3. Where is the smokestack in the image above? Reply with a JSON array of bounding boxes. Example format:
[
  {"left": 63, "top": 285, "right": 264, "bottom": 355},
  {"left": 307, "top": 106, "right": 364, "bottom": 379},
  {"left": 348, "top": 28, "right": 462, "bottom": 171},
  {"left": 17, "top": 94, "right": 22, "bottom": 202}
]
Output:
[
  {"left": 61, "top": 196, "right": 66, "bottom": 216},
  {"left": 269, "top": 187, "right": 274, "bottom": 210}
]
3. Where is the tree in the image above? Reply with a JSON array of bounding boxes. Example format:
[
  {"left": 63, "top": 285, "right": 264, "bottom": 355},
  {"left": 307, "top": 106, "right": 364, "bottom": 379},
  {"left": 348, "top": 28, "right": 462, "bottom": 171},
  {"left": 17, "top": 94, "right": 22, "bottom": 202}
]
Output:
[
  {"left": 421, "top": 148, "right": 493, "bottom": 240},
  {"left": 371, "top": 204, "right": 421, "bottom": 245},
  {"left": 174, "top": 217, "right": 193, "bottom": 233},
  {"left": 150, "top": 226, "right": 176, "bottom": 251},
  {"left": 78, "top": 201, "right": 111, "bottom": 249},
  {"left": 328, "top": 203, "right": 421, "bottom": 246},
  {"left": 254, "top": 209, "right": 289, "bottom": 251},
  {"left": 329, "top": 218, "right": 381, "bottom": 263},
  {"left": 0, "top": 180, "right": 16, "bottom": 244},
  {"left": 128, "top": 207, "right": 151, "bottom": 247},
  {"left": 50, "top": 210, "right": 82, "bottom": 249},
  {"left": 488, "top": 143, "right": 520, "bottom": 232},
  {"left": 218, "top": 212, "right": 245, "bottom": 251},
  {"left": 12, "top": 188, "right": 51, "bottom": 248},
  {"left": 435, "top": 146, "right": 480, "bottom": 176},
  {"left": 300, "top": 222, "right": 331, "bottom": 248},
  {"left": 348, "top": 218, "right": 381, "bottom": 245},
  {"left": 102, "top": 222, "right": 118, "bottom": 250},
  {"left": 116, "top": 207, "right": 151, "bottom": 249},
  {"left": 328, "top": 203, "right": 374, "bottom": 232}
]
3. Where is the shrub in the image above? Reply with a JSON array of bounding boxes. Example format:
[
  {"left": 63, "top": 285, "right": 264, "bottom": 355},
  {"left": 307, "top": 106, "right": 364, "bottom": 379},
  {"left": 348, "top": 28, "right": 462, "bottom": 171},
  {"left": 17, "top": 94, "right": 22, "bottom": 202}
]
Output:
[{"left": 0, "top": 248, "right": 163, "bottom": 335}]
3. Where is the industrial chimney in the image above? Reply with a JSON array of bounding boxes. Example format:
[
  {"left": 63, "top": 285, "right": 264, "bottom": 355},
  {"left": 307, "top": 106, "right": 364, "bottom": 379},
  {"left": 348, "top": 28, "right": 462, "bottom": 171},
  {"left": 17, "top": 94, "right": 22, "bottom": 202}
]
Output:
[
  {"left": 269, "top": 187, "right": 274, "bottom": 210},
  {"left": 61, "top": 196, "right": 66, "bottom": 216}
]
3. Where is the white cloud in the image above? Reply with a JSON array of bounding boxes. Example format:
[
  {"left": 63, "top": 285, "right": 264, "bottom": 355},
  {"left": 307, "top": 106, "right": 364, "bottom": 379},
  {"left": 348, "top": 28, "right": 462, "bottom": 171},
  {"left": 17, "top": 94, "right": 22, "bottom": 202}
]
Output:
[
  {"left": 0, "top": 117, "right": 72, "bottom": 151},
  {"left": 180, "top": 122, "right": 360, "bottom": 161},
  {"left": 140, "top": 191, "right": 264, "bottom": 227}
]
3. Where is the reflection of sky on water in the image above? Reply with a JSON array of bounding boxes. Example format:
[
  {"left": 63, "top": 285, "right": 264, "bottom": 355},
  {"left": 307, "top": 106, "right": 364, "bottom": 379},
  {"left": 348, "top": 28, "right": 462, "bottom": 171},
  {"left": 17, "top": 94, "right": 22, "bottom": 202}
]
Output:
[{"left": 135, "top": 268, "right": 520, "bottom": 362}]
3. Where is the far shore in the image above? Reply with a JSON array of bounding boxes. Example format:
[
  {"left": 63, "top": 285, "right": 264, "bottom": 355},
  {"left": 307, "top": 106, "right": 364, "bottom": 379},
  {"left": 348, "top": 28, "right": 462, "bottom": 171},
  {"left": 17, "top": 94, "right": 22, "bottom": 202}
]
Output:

• What the task requires: All of the entries above need to be set down again exactly.

• Response to this exercise:
3. Where is the smokestack in the image above? Reply with a JSON array of bounding boxes. Example format:
[
  {"left": 63, "top": 285, "right": 264, "bottom": 355},
  {"left": 307, "top": 106, "right": 364, "bottom": 379},
  {"left": 348, "top": 28, "right": 462, "bottom": 171},
  {"left": 17, "top": 94, "right": 22, "bottom": 202}
]
Output:
[
  {"left": 61, "top": 196, "right": 66, "bottom": 216},
  {"left": 269, "top": 187, "right": 274, "bottom": 210}
]
3. Where is the tree in the image above? Reply with a JSON array of bounding boxes. Example format:
[
  {"left": 63, "top": 285, "right": 264, "bottom": 355},
  {"left": 307, "top": 106, "right": 364, "bottom": 379},
  {"left": 348, "top": 28, "right": 462, "bottom": 171},
  {"left": 17, "top": 94, "right": 22, "bottom": 202}
]
Output:
[
  {"left": 421, "top": 148, "right": 493, "bottom": 240},
  {"left": 371, "top": 204, "right": 421, "bottom": 245},
  {"left": 174, "top": 217, "right": 193, "bottom": 233},
  {"left": 150, "top": 226, "right": 176, "bottom": 251},
  {"left": 78, "top": 201, "right": 111, "bottom": 249},
  {"left": 328, "top": 203, "right": 421, "bottom": 246},
  {"left": 254, "top": 209, "right": 289, "bottom": 251},
  {"left": 329, "top": 218, "right": 381, "bottom": 263},
  {"left": 0, "top": 180, "right": 16, "bottom": 244},
  {"left": 128, "top": 207, "right": 151, "bottom": 247},
  {"left": 50, "top": 210, "right": 82, "bottom": 249},
  {"left": 488, "top": 143, "right": 520, "bottom": 232},
  {"left": 218, "top": 212, "right": 245, "bottom": 251},
  {"left": 12, "top": 188, "right": 51, "bottom": 248},
  {"left": 435, "top": 146, "right": 480, "bottom": 176},
  {"left": 300, "top": 222, "right": 331, "bottom": 248},
  {"left": 348, "top": 218, "right": 381, "bottom": 245},
  {"left": 102, "top": 222, "right": 118, "bottom": 250},
  {"left": 116, "top": 207, "right": 151, "bottom": 249},
  {"left": 328, "top": 203, "right": 374, "bottom": 232}
]
3. Where is the shrub in the image above? Reply with a JSON array of bounding boxes. Example format:
[
  {"left": 63, "top": 285, "right": 264, "bottom": 355},
  {"left": 307, "top": 106, "right": 364, "bottom": 379},
  {"left": 348, "top": 28, "right": 462, "bottom": 171},
  {"left": 17, "top": 94, "right": 22, "bottom": 202}
]
Output:
[{"left": 0, "top": 248, "right": 163, "bottom": 335}]
3. Where is the industrial chimney in the image above? Reply with a JSON array of bounding boxes. Example format:
[
  {"left": 63, "top": 285, "right": 264, "bottom": 355},
  {"left": 307, "top": 106, "right": 364, "bottom": 379},
  {"left": 348, "top": 28, "right": 462, "bottom": 171},
  {"left": 17, "top": 94, "right": 22, "bottom": 202}
]
Output:
[
  {"left": 269, "top": 187, "right": 274, "bottom": 210},
  {"left": 61, "top": 196, "right": 66, "bottom": 216}
]
3. Where is the white cloud in the image above? Reply with a JSON array of bounding boxes. Example format:
[
  {"left": 63, "top": 285, "right": 264, "bottom": 355},
  {"left": 307, "top": 106, "right": 364, "bottom": 379},
  {"left": 348, "top": 28, "right": 462, "bottom": 171},
  {"left": 17, "top": 94, "right": 22, "bottom": 202}
]
Output:
[
  {"left": 0, "top": 117, "right": 72, "bottom": 151},
  {"left": 180, "top": 122, "right": 360, "bottom": 161},
  {"left": 140, "top": 191, "right": 264, "bottom": 227}
]
3. Where is the reflection of sky on water in the image above? Reply with a JSON array of bounding boxes. Example format:
[
  {"left": 63, "top": 285, "right": 264, "bottom": 355},
  {"left": 307, "top": 106, "right": 364, "bottom": 379},
  {"left": 348, "top": 28, "right": 462, "bottom": 171},
  {"left": 17, "top": 94, "right": 22, "bottom": 202}
]
Output:
[{"left": 135, "top": 268, "right": 520, "bottom": 362}]
3. Where is the far shore in the image above? Reply with a JSON array of bounding boxes. Example format:
[
  {"left": 63, "top": 285, "right": 264, "bottom": 355},
  {"left": 307, "top": 106, "right": 364, "bottom": 379},
  {"left": 348, "top": 28, "right": 462, "bottom": 171},
  {"left": 17, "top": 94, "right": 22, "bottom": 202}
]
Output:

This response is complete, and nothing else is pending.